Requests:
• a. For each statement below, say yes or no according to the Molon Labe passage, and quote the words from it that decide the answer. (i) The rancher executive encrypts his short message with the public key of a colleague in Phoenix. (ii) The email's Subject line was encrypted along with the rest of the message. (iii) Caesar defeated Pompey at Thapsus.
• b. Reproduce word for word the part of the Molon Labe passage between "Boston suggests 5" and "the near future.", inclusive.
-- start of Page --
Boston suggests 5 counties; I say 9 or 10. But he's correctly identified the core counties, and victories in four of those Iwould add on aren't necessarily critical so long as some sort of effective showing can be made there.

From BTP's book:

***The subject of author "Boston T. Party's" next novel is a rebellion against federal authority in libertarian-dominated Wyoming in the near future.

The book is called "Molon Labe" (or "Come and take them, as in guns).

The book is due to be released in a few weeks. Information is available at BT Party's website www.javelinpress.com
***

Teaser:

Natrona County, Wyoming March 2006:

"Good morning, sir. Here are last night's figures. We have sufficient numbers for five, and almost six."

The dark-haired man behind his desk nods and smiles. He is distinguished like an executive, but also tanned and rugged like a rancher. Little wonder. He is both a rancher and an executive. "Great news, Tom. Five will work. Five is all we need for Phase 1a."

"What about the overflow from number six?" asks the assistant.

"Let's spread half into the first five and reserve the remaining half until September for any surprises."

"Yes, sir. That was my thought, too," agrees Tom.

The rancher executive turns to his computer keyboard and briskly composes a short message, which he PGP encrypts with the public key of a colleague in Phoenix. This he pastes into an email composition window. Above the encrypted message he adds some curious text which looks like a simple computer language and includes several e-remailers' addresses. The entire email was then again PGP encrypted, but with "To's" public key. An envelope within an envelope. Only the email's header (i.e., From, To, Subject) was in plaintext. The Subject line read one question.

He sits back for several moments of calm satisfaction. Then he looks up at his assistant and says, "You've put enormous work into this, Tom. We couldn't have done it without you. Would you do the honors?"

"Yes, sir! Thank you!" Tom steps behind the man's desk, places his hand on the mouse, moves the cursor to the "Send" icon, pauses, and clicks the mouse button. At the speed of light, through two dozen nodes, the email is instantly enroute.

"Iacta alea est," says the man.

"The die is cast," echoes Tom.

The exclamation was attributed to Julius Caesar upon his crossing of the river Rubicon in 49 B.C. against the Senate's orders to lay down his military command. By invading central Italy from the Roman province of Cisalpine Gaul (what is now northern Italy), Caesar kicked off a civil war with his former ally Pompey, a Roman general whose rule extended to Syria and Palestine. Caesar defeated Pompey the next year at Pharsalus and pursued him to Alexandria in Egypt (where he was assassinated). Two years later in 46 B.C., Caesar defeated the remaining Pompeian force in Africa at Thapsus.
-- end of Page --
-- start of Information given --
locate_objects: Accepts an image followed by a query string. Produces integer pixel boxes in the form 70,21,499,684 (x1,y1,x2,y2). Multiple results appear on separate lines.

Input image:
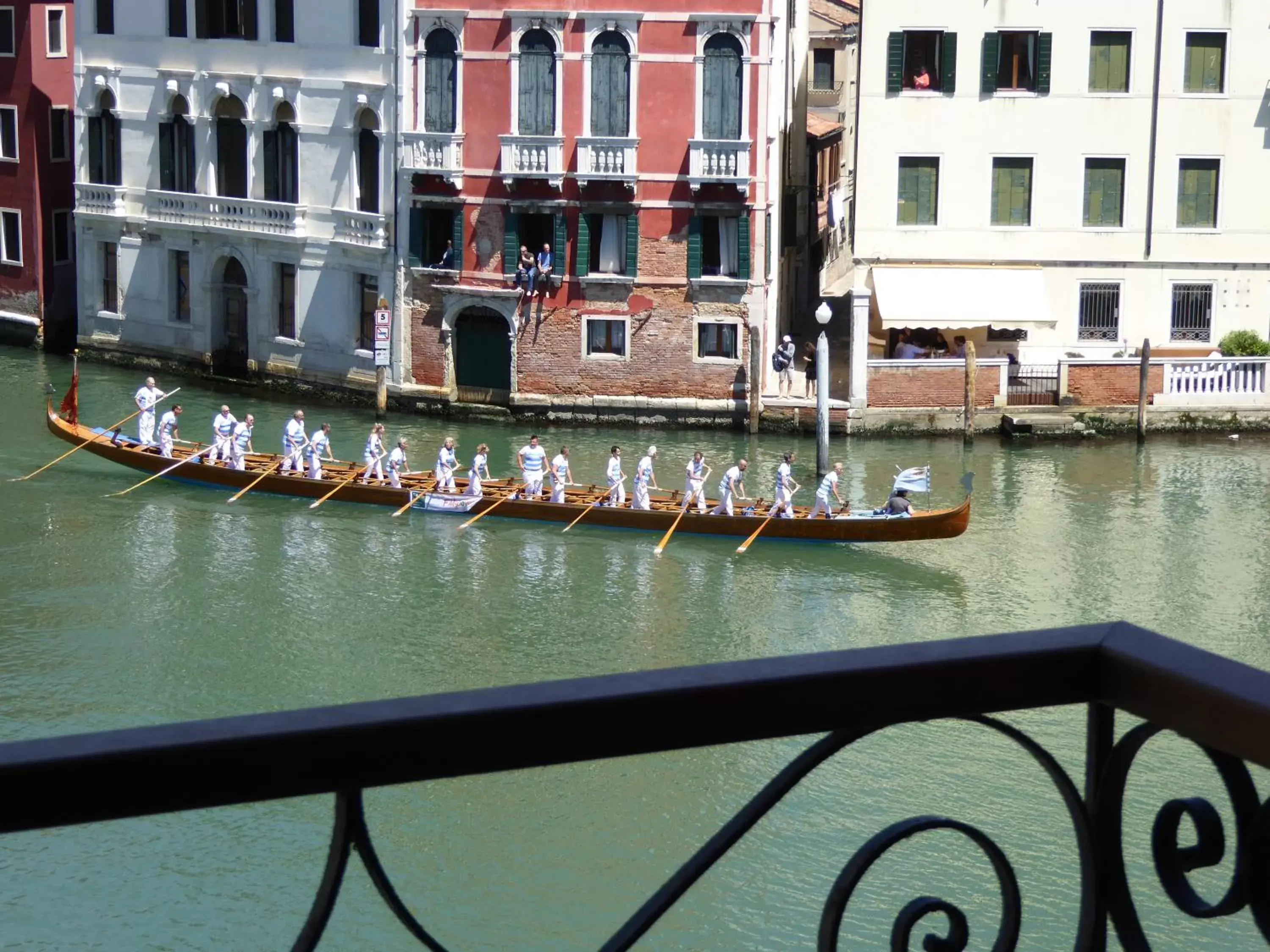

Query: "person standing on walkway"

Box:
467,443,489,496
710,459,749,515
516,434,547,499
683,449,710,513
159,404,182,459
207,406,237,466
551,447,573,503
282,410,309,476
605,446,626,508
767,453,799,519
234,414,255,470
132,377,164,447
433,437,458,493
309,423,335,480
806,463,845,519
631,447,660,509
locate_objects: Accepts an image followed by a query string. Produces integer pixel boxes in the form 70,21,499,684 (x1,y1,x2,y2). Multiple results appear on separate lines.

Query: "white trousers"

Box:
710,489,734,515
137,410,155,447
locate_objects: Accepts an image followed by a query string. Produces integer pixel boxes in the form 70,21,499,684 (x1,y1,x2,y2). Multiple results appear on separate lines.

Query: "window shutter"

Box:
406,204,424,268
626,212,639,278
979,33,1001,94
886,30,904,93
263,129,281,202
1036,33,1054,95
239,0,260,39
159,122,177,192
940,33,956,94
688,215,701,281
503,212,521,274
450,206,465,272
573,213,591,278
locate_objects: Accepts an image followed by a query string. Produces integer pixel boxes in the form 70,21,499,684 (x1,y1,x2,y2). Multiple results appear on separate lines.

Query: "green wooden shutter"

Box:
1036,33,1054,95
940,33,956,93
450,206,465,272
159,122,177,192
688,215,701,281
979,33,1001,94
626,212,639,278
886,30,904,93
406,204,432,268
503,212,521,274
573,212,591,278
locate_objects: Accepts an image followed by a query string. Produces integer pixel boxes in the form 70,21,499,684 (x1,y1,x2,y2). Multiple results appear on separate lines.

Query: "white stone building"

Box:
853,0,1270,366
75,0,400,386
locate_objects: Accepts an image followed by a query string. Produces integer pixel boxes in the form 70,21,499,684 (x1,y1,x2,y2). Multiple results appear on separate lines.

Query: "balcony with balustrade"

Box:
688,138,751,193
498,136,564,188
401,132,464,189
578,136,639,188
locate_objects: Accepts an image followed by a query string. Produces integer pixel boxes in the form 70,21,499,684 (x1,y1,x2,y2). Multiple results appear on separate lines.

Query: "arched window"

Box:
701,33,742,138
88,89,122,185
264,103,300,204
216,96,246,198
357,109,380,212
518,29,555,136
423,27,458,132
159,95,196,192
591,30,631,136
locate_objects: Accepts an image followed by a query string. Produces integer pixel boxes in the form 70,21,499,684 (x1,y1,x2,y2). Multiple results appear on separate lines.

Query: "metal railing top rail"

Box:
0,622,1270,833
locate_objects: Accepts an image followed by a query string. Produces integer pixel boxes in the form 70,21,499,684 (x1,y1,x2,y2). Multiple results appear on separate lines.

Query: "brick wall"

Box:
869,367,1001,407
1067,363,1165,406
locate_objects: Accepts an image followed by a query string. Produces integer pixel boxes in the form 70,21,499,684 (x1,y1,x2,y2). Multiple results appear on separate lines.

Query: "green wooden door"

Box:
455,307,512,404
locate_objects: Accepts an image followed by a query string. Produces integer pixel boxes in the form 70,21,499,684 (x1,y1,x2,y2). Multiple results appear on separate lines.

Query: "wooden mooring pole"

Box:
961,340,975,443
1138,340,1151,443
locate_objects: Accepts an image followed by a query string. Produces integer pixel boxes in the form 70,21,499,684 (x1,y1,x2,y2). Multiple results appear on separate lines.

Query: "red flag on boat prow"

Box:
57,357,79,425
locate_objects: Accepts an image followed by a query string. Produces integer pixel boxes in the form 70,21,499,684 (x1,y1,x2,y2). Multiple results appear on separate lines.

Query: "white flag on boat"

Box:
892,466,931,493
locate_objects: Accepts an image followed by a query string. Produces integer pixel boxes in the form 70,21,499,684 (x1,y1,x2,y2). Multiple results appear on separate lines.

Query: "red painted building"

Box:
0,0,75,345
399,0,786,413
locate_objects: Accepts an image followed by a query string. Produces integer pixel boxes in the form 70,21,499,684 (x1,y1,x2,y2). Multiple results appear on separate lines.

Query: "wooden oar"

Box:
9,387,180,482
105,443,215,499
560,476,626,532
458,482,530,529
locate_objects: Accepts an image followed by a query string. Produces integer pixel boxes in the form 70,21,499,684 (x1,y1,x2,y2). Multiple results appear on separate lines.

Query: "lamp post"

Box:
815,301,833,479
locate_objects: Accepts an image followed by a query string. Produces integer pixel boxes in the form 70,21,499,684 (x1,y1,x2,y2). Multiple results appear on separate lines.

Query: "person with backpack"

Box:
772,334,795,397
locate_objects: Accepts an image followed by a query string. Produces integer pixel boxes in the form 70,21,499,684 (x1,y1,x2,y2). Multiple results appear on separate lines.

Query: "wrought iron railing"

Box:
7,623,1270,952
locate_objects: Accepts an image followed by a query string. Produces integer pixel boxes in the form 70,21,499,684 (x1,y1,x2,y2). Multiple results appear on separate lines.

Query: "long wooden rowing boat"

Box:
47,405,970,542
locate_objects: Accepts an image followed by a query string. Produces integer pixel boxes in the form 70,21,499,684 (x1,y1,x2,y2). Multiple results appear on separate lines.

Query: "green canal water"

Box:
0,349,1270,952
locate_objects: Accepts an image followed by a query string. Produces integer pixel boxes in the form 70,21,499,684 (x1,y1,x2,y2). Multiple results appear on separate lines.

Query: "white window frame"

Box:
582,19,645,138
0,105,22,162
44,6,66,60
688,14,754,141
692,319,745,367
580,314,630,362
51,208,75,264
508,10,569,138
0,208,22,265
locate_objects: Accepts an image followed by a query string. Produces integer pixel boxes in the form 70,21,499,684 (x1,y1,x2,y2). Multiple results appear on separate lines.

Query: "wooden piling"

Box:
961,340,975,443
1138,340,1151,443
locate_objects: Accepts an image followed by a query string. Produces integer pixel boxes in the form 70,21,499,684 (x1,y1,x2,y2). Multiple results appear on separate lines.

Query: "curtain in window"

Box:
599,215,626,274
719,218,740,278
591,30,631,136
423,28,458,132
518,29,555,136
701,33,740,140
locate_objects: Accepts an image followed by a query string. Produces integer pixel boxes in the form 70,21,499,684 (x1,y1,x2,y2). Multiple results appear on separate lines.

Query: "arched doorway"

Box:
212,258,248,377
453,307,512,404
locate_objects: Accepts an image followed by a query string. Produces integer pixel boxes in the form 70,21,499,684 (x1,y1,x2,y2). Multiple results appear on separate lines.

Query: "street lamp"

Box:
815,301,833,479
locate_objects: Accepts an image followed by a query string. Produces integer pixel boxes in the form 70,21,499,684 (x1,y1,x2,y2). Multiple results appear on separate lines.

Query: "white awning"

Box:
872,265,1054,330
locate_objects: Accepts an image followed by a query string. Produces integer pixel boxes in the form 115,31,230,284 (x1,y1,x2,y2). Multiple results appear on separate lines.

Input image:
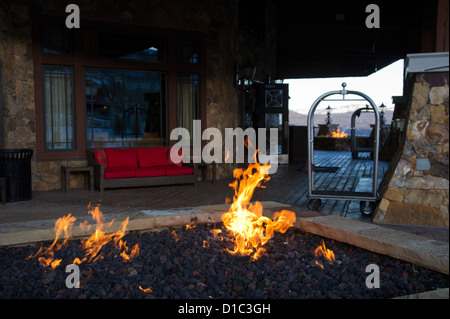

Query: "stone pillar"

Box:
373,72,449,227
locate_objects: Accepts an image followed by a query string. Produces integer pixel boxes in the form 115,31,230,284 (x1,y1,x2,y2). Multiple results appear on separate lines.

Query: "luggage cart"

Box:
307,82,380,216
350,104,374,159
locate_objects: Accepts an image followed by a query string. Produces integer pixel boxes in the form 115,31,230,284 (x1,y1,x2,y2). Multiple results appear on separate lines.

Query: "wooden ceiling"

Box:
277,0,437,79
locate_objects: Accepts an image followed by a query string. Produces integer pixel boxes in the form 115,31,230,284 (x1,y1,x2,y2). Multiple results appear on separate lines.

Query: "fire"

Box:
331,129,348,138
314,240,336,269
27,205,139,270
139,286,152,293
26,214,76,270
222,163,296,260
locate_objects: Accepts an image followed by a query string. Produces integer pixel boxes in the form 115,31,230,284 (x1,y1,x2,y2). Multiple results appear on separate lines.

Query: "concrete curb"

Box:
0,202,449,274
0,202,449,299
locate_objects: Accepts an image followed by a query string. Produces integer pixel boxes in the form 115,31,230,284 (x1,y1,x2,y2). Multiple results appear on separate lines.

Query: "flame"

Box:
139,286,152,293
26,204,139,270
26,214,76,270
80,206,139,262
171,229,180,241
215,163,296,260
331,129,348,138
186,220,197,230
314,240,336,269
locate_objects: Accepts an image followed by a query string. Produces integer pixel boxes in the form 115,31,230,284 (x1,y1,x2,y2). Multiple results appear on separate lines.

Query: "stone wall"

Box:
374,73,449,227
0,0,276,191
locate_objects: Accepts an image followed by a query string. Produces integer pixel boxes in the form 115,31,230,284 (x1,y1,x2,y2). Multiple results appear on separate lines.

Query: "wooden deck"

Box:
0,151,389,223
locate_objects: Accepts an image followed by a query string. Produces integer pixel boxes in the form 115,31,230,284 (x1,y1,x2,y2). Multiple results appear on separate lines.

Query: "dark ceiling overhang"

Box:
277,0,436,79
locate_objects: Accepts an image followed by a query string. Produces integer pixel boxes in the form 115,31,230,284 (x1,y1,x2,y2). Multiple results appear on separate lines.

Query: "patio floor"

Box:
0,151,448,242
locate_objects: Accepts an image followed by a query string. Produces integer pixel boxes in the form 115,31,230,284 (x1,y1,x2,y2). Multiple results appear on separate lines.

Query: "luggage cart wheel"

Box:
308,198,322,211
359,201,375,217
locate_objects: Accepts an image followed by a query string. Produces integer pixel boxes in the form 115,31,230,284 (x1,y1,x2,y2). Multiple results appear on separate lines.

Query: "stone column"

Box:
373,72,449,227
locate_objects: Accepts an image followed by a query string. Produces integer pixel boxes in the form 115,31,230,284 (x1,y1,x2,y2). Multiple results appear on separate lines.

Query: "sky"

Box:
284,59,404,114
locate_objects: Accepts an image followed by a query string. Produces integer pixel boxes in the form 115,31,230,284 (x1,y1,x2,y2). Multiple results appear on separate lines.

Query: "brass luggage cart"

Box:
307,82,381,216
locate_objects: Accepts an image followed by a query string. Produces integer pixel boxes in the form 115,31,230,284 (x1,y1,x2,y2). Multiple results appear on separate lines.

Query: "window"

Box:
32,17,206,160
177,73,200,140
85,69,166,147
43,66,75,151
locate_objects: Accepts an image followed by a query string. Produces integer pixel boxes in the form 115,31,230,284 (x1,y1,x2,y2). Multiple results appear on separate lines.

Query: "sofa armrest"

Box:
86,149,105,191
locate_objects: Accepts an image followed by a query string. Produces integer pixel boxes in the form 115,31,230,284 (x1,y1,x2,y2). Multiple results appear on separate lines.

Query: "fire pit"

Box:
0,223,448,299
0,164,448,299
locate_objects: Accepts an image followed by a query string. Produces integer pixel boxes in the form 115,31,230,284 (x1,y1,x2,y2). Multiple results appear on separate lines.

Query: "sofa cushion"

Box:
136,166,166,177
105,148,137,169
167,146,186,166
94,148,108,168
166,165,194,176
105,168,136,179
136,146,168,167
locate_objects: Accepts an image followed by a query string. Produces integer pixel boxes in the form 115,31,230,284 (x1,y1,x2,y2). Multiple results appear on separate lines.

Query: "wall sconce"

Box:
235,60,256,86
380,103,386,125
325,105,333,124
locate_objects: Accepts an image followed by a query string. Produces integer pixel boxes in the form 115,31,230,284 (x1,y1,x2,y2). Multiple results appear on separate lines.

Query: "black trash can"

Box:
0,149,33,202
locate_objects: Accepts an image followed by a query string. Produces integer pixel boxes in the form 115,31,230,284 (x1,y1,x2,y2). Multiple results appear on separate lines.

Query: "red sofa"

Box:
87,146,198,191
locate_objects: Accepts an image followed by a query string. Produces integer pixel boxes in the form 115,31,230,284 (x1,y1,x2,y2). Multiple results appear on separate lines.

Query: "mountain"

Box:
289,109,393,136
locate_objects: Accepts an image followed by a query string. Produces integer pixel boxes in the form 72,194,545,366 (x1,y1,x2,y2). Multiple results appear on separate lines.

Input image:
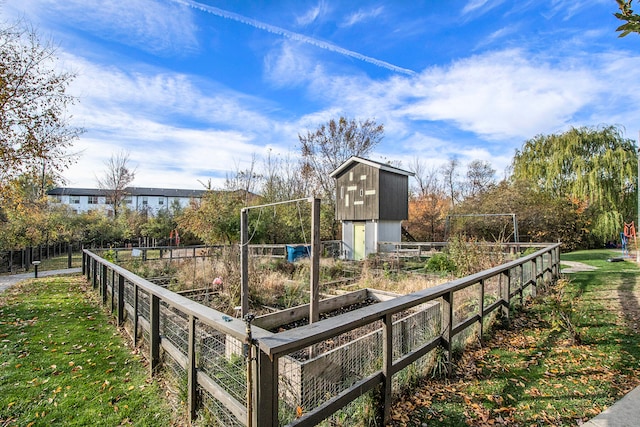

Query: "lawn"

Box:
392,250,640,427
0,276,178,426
-- end of Information given --
Responses to the exercise:
• a.
(i) Yes: "which he PGP encrypts with the public key of a colleague in Phoenix"
(ii) No: "Only the email's header (i.e., From, To, Subject) was in plaintext."
(iii) No: "Caesar defeated Pompey the next year at Pharsalus"

• b.
Boston suggests 5 counties; I say 9 or 10. But he's correctly identified the core counties, and victories in four of those Iwould add on aren't necessarily critical so long as some sort of effective showing can be made there.

From BTP's book:

***The subject of author "Boston T. Party's" next novel is a rebellion against federal authority in libertarian-dominated Wyoming in the near future.